═════ Extracted entries ═════
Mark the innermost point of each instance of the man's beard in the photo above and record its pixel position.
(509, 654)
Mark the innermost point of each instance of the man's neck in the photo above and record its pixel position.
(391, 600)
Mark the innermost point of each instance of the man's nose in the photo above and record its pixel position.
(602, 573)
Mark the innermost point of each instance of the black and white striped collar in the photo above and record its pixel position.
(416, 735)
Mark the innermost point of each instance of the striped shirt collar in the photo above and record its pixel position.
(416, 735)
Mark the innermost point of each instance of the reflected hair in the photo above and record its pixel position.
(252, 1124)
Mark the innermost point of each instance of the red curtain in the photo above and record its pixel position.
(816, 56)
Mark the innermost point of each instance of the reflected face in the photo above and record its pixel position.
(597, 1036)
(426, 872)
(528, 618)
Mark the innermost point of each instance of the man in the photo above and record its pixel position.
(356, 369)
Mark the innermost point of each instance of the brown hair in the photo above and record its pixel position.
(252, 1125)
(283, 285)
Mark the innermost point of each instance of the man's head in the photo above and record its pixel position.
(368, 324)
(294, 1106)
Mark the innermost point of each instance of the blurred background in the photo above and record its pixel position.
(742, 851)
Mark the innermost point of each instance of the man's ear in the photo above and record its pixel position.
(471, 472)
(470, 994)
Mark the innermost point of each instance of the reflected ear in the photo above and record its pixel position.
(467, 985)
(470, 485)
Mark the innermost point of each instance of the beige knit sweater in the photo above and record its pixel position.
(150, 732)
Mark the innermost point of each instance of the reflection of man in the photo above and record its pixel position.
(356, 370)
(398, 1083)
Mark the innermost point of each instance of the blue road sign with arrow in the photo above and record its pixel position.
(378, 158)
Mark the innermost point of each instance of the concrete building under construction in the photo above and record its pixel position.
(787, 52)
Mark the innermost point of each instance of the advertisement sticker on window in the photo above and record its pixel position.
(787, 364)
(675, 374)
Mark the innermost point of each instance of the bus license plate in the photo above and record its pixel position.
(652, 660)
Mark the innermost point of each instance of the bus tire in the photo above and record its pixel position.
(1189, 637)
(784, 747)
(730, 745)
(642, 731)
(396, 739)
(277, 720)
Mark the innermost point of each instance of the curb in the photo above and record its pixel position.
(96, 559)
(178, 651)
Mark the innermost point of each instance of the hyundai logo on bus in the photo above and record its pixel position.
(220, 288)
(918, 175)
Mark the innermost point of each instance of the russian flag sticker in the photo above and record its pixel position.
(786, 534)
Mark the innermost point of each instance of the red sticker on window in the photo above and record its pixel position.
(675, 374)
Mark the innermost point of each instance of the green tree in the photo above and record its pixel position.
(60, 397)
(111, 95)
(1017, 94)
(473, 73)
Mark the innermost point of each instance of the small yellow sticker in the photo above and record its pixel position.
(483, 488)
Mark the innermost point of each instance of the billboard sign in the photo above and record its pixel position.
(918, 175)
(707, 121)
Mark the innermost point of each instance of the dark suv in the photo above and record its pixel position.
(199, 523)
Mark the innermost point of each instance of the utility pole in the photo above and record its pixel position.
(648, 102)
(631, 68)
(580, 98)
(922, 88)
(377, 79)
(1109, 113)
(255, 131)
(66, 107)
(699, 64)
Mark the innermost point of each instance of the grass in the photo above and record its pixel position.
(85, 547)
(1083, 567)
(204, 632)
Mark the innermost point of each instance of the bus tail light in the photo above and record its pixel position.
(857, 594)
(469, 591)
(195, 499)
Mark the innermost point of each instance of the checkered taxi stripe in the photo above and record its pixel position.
═════
What you will do ▸ Write the data out again, verbatim.

The completed task ▸
Mark the innermost point of each instance of the man's beard in the photo above and record its pixel position.
(509, 654)
Mark the innermost point of each instance of the man's neck in the photo above and record its pixel position.
(391, 600)
Mark the innermost point of each instance of the man's nose in the photo above and record its pixel position.
(602, 573)
Mark the innermost point of each instance of the black and white striped collar in the photo above and record its pixel position.
(416, 735)
Mark the innermost point of each instance of the striped shirt collar in the photo above and record its pixel position.
(416, 735)
Mark the innermost point of each instance of the reflected hair in the photo above and record its pixel position.
(252, 1124)
Mark the innermost point of each instance of the red curtain in the photo above and record its pixel position.
(816, 56)
Mark the innermost point of each instance of the reflected face in the photo above and record its pixel position.
(597, 1036)
(426, 872)
(528, 618)
Mark the innermost point of each instance of the man in the photo above and record its pixel position.
(356, 369)
Mark the innermost point of each instance of the brown hair in the photo above and record its pixel position.
(252, 1125)
(283, 285)
Mark the innermost point of each instance of the man's head in the photo above and record its pixel position.
(368, 324)
(294, 1106)
Mark the innermost point of each instance of the blurred background in the photo above and record its pixel position.
(742, 851)
Mark the innermost point of each instance of the man's ear in the photo above and record its pixel position.
(471, 472)
(470, 994)
Mark the innermost point of each instance of the reflected ear in the photo above and record its pixel position.
(467, 985)
(470, 485)
Mark the innermost point of each instance of the beige knit sweater in the photo above and record its pixel position.
(150, 732)
Mark the innermost point of each instance of the reflection of man in the photo above and record its pixel position.
(356, 370)
(398, 1083)
Mark the innermost point of each instance of the blue road sign with arrow in the photo above and record its pixel position.
(378, 158)
Mark the innermost point of each instance of the concrete building under construction in the photo above and record its pixel position.
(787, 52)
Mark the innermost point of each instance of the advertisement sticker on window in the photo above and record its pixel position.
(787, 364)
(675, 374)
Mark the innermost point of each instance of the bus license plate in the photo above and record its pixel position.
(652, 660)
Mark the innermost point of each instance of the bus tire in the photo above and record its pixel position.
(1189, 637)
(784, 747)
(730, 745)
(642, 731)
(396, 739)
(277, 720)
Mark the innermost point of each instance of the curb in the photo above and record its pixel position.
(96, 559)
(178, 651)
Mark the innermost point of each instance of the hyundai logo on bus in the photo above and record its pixel position.
(220, 288)
(918, 175)
Mark the innermost point of each instance of the russian flag sticker in the photo above and record its pixel position.
(786, 534)
Mark the innermost point of each instance of the red sticker on window in the photo above and record its pixel position.
(675, 374)
Mark the innermost point of each instance of the green tree in the photo above and record its pixel position.
(60, 397)
(111, 95)
(1017, 94)
(473, 73)
Mark the innermost point of each instance of the small yellow sticker in the photo above and record its pixel position.
(483, 488)
Mark the innermost point of each instance of the billboard sign in the photo above and record its pixel position.
(918, 175)
(707, 121)
Mark the innermost point of each instance of the dark suv in the photo above and record its pixel position.
(199, 523)
Mark the innermost point of each instance of the utility pole in the photo above and record its pixel position.
(648, 102)
(631, 68)
(580, 98)
(922, 88)
(377, 79)
(1109, 113)
(255, 131)
(66, 107)
(699, 64)
Mark the innermost point of each instance of the grass in the photo above and record its pixel position.
(85, 547)
(1083, 567)
(204, 632)
Mark the innermost point of each instance of the bus tail light in the photo above and record its pixel position.
(857, 594)
(469, 591)
(195, 499)
Mark the innermost point of each instance of the checkered taxi stripe in the photo above and record its pixel position.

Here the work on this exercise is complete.